### Aim of the exercise
Can you copy out the lines starting with the line that contains "locate object=wristwatch" and going on through the end of the rows, changing "coordinates" to "corner points" and keeping everything else the same?

== Given records ==

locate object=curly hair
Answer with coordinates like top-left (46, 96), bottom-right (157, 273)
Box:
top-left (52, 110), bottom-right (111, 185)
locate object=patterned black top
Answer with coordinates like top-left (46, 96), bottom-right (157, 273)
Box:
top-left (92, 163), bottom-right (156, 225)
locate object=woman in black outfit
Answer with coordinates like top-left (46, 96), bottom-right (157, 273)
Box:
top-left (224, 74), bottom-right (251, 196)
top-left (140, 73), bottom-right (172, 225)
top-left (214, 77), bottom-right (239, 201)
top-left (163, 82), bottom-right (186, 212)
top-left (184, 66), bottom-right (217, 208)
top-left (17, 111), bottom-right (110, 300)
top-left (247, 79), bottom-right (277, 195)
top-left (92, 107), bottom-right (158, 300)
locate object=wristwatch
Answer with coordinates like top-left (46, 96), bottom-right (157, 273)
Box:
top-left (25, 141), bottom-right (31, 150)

===

### Expected output
locate object=wristwatch
Answer with corner points like top-left (46, 96), bottom-right (157, 273)
Box:
top-left (25, 141), bottom-right (31, 150)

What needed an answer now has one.